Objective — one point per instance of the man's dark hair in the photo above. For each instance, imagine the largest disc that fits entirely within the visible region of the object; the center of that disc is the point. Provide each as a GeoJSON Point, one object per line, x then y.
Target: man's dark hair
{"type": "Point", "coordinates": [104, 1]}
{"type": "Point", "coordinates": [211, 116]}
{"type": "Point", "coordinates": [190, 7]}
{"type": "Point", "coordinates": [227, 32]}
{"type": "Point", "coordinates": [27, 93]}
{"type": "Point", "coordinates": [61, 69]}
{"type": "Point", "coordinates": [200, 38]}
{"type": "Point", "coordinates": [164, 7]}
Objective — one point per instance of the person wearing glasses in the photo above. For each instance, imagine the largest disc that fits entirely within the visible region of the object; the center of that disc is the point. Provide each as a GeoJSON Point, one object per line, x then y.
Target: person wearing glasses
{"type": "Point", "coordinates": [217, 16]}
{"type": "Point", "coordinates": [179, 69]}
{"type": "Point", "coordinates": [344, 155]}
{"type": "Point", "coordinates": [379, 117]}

--

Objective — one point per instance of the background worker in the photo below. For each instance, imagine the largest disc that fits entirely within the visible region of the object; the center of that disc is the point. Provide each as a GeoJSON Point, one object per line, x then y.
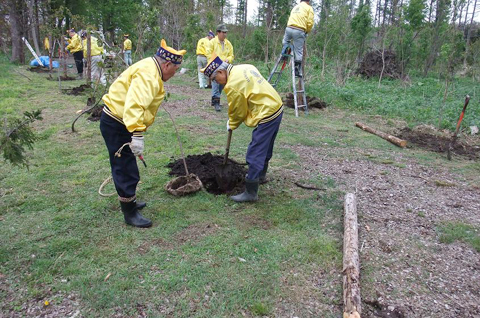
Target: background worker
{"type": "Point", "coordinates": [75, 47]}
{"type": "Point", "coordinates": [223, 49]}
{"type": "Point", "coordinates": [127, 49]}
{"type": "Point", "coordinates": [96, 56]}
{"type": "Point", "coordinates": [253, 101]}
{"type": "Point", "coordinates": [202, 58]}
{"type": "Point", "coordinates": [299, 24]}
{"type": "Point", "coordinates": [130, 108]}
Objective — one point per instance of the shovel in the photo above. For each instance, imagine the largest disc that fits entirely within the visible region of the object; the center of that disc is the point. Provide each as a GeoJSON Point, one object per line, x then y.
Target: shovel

==

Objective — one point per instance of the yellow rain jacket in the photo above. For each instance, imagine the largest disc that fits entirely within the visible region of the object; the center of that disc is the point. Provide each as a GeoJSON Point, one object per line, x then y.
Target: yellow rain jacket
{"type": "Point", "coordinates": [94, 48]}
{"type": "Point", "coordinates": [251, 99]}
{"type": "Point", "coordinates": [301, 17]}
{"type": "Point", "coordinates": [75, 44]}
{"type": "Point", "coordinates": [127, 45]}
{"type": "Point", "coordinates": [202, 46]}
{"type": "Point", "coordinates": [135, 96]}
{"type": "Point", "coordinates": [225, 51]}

What you will do: Give the stretch of the items above, from the line containing "Objective — one point per instance of the background" through the line containing "Target: shovel", as a JSON list of strings with one string per line. Skip blank lines and leave the pictures out.

Right answer:
[
  "Objective — one point per instance of the background worker in the photo below. For each instance, imagine the largest disc that fits entirely within the visible region of the object; the center of that disc is the point. Provide each as a GeoJSON Point, one object per line, x then y.",
  "Target: background worker",
  "{\"type\": \"Point\", \"coordinates\": [75, 47]}",
  "{\"type\": \"Point\", \"coordinates\": [223, 49]}",
  "{\"type\": \"Point\", \"coordinates\": [127, 49]}",
  "{\"type\": \"Point\", \"coordinates\": [96, 56]}",
  "{\"type\": \"Point\", \"coordinates\": [253, 101]}",
  "{\"type\": \"Point\", \"coordinates\": [202, 58]}",
  "{\"type\": \"Point\", \"coordinates\": [299, 24]}",
  "{\"type\": \"Point\", \"coordinates\": [130, 108]}",
  "Objective — one point per instance of the shovel in the photo above. For each instance, imagine the largest disc that fits entirely within the visible region of the object; the center of that disc is the point. Provide each as a GeoJSON Point, one object per line, x then y.",
  "Target: shovel"
]